(Stored data)
○ ○ ○ ○ ○ ○ ○
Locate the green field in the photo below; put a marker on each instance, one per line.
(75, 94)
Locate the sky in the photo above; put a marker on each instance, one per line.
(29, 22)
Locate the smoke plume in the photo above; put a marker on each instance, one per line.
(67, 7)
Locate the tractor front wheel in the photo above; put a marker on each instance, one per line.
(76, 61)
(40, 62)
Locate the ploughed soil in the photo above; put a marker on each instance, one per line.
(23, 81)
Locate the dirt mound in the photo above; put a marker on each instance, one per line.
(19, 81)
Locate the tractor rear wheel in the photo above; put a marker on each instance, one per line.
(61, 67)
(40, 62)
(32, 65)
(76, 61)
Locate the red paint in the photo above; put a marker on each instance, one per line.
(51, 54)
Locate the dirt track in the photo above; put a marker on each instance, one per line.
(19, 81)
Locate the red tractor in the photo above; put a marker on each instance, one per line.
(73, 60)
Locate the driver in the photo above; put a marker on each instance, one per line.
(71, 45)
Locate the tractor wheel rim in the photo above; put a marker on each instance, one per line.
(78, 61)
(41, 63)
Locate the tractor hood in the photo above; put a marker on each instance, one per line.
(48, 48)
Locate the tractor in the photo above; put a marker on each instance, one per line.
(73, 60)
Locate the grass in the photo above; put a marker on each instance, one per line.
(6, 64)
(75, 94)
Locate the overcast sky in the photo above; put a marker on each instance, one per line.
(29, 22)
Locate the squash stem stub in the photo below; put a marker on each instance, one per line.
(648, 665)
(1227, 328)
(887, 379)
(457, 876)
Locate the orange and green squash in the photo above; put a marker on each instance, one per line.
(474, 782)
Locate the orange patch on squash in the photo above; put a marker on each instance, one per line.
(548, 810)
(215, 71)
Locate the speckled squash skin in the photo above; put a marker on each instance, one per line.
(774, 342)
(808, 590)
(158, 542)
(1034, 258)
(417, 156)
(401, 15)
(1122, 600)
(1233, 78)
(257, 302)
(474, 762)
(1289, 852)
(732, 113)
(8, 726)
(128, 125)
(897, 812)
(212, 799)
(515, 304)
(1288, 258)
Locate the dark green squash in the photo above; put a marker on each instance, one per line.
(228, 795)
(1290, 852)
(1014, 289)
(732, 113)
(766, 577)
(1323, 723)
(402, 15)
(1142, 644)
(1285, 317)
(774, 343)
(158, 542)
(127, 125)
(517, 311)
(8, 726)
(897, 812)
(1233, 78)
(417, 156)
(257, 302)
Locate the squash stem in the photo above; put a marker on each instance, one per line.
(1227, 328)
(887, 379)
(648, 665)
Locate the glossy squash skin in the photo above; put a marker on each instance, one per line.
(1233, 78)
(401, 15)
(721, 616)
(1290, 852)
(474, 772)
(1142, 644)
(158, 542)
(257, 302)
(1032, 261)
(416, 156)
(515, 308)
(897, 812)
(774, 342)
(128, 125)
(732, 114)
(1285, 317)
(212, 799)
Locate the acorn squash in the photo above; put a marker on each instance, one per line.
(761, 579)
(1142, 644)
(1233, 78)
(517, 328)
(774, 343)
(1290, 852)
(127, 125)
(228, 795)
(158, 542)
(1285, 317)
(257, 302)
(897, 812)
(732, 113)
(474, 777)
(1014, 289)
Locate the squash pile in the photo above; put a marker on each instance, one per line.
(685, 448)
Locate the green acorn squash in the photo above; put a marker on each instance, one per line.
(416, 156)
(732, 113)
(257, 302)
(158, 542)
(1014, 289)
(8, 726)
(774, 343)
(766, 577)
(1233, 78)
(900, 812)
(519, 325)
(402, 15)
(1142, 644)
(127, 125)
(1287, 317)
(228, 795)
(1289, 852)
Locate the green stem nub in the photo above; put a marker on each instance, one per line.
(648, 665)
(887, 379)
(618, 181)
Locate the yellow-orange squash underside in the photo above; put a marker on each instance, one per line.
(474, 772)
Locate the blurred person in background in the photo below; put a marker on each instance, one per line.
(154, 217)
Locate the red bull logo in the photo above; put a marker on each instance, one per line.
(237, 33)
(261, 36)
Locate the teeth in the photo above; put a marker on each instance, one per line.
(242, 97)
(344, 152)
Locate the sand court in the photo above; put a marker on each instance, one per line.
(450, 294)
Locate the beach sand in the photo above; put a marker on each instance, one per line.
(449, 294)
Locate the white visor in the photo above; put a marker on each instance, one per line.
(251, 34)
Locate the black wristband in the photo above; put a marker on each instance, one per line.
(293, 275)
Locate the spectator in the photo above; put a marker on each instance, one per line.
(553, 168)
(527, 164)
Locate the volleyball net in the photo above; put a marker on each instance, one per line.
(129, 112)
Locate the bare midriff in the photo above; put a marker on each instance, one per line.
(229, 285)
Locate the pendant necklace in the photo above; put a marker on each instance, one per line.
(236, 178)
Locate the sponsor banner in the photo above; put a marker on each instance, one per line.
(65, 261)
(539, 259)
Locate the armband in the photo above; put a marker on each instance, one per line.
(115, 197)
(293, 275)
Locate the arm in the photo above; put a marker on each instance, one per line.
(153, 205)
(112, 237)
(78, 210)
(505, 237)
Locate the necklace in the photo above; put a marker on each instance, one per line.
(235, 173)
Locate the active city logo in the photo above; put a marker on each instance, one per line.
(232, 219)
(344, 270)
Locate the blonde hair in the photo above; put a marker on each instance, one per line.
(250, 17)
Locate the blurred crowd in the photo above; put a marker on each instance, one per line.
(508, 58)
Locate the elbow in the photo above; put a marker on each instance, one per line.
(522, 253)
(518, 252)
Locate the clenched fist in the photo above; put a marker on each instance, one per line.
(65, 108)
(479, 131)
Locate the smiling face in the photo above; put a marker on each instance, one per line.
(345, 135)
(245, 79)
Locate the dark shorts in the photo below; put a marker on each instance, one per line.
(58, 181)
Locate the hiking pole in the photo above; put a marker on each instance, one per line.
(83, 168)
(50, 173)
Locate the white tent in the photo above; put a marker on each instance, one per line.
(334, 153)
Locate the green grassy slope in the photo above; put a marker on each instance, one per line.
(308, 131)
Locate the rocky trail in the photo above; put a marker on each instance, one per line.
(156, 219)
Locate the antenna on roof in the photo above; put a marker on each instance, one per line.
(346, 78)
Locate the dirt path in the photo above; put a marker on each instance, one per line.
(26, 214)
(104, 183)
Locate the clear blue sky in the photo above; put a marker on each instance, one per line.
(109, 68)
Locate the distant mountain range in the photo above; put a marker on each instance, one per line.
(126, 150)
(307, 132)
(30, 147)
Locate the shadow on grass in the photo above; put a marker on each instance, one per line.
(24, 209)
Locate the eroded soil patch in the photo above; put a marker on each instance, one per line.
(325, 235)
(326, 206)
○ ○ ○ ○ ○ ○ ○
• Directive
Transfer every line of the rows above, from the line containing "Locate the shadow" through the end of the rows, adding 52 to each coordinate in the answers.

• Result of this task
Locate the shadow on grass in the photo above; put a marker on each instance, one per line.
(76, 261)
Locate the eroded soil patch in the photo above; put a marker on each instance, one per line.
(377, 287)
(378, 258)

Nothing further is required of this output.